What to produce: All entries below are to be copied precisely as they appear.

Start of Records provided

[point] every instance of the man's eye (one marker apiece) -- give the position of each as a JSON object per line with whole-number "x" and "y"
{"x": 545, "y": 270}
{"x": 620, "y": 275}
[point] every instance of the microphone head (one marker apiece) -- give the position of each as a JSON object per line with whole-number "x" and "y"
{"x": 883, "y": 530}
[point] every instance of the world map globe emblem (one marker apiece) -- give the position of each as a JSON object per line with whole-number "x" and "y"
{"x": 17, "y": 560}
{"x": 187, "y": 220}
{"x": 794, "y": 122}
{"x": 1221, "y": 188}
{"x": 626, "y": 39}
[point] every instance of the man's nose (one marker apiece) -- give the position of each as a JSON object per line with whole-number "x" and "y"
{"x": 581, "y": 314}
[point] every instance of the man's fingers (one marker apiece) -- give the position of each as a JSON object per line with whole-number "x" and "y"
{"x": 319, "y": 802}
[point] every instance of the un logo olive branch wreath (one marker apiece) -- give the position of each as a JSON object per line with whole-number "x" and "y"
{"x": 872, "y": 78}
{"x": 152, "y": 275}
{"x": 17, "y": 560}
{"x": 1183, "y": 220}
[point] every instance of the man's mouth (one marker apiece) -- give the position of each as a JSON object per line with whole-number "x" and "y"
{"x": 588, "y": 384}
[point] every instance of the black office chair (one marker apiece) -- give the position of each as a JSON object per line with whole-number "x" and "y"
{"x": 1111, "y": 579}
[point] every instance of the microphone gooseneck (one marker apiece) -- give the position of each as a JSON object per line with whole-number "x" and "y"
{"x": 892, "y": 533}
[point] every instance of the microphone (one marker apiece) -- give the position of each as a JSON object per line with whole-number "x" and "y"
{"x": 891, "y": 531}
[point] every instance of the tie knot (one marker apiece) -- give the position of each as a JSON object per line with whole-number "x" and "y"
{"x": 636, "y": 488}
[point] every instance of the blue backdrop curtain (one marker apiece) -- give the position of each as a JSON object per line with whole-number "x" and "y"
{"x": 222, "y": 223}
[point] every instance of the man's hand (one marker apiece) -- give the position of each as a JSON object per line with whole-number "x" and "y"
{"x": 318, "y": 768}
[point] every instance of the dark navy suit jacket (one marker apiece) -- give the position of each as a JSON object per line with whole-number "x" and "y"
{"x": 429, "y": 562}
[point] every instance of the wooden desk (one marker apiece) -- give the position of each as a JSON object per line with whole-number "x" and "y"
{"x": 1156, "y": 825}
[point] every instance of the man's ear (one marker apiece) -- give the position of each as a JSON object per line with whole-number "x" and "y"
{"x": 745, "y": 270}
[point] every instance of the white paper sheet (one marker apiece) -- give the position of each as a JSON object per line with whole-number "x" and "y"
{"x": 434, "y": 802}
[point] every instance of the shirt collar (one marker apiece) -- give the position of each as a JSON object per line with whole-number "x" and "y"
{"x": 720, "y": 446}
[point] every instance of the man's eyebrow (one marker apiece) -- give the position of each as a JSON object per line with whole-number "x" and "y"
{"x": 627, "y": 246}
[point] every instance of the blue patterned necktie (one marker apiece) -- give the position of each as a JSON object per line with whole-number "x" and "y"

End of Records provided

Answer box:
[point] every instance of the man's eye (one marker apiece) -- give the position of each as a JSON object per line with whole-number "x" and "y"
{"x": 545, "y": 270}
{"x": 620, "y": 275}
[point] every instance of the microphone head (one marker apiece) -- give the position of each as a JSON object per line with whole-number "x" and "y"
{"x": 883, "y": 530}
[point] every instance of the world map globe emblem (one marker apiece) -- give the position of each as a JSON object per line with whole-number "x" and "y"
{"x": 17, "y": 560}
{"x": 187, "y": 220}
{"x": 794, "y": 122}
{"x": 1221, "y": 188}
{"x": 626, "y": 39}
[point] every instance of the man's nose (one marker apiece) -- give the position of each as a JSON object per line with whole-number "x" and "y"
{"x": 581, "y": 314}
[point] every instance of the man's fingers (one marker apiece) -- give the position of each as a JSON object per line with whole-number "x" and "y"
{"x": 319, "y": 802}
[point] every instance of the un logo olive branch wreath (one marker apiece) -- give the position of each as a JSON object per line with whole-number "x" and "y"
{"x": 872, "y": 78}
{"x": 152, "y": 275}
{"x": 17, "y": 560}
{"x": 1183, "y": 220}
[point] every instance of the man's mouth (one marker apiece) -- give the position of each as a JSON object per line with whole-number "x" and "y"
{"x": 588, "y": 384}
[point] every instance of the black office chair (one marker apiece) -- give the position of each as a JSON object per line with whole-number "x" and "y"
{"x": 1111, "y": 579}
[point] every instance of the microphone gooseneck (one marker apiece) -- give the position of each as a JSON object per line with whole-number "x" and "y"
{"x": 892, "y": 533}
[point] every instance of the microphone (one marker apiece) -- give the position of each as a JSON object per line with whole-number "x" and "y"
{"x": 891, "y": 531}
[point] every instance of the tie knot (one marker apiece) -- give the position of each as a JSON object per line with whole-number "x" and "y"
{"x": 636, "y": 488}
[point] every instance of the blue backdrop curtain (one marker apiece) -- give the position of each as a JSON object per line with whole-number "x" and "y"
{"x": 222, "y": 223}
[point] every instance of the man's hand (one marker apiece) -- give the position of each as a JSON object per line with whole-number "x" and "y"
{"x": 318, "y": 768}
[point] every instance of the dark navy suit jacket (one marker apiece) -- give the position of each as a JSON object per line with whole-number "x" and "y"
{"x": 429, "y": 562}
[point] every instance of the wooden desk (one marker apiece) -- give the position of each as a JSON object per line with whole-number "x" and "y"
{"x": 1156, "y": 825}
[point] every instance of the man's ear (one marker apiece) -- give the position of each as a JSON object per line with whole-number "x" and "y"
{"x": 745, "y": 270}
[point] every instance of the white paper sheet (one marker apiece) -- give the position of each as a JSON object per line with whole-number "x" and "y"
{"x": 434, "y": 802}
[point] every instance of the shirt collar (one marker apiece) -- give the position of each as a JSON object per line with whole-number "x" and "y"
{"x": 720, "y": 446}
[point] every instance of the man's eyebrow (one marker apiece) -- give the position of each as a JSON object per line with whole-number "x" and "y"
{"x": 627, "y": 246}
[point] every instance of the blue patterned necktie (one marker apiece) -- give the position of each as a JSON object per line with whole-number "x" and "y"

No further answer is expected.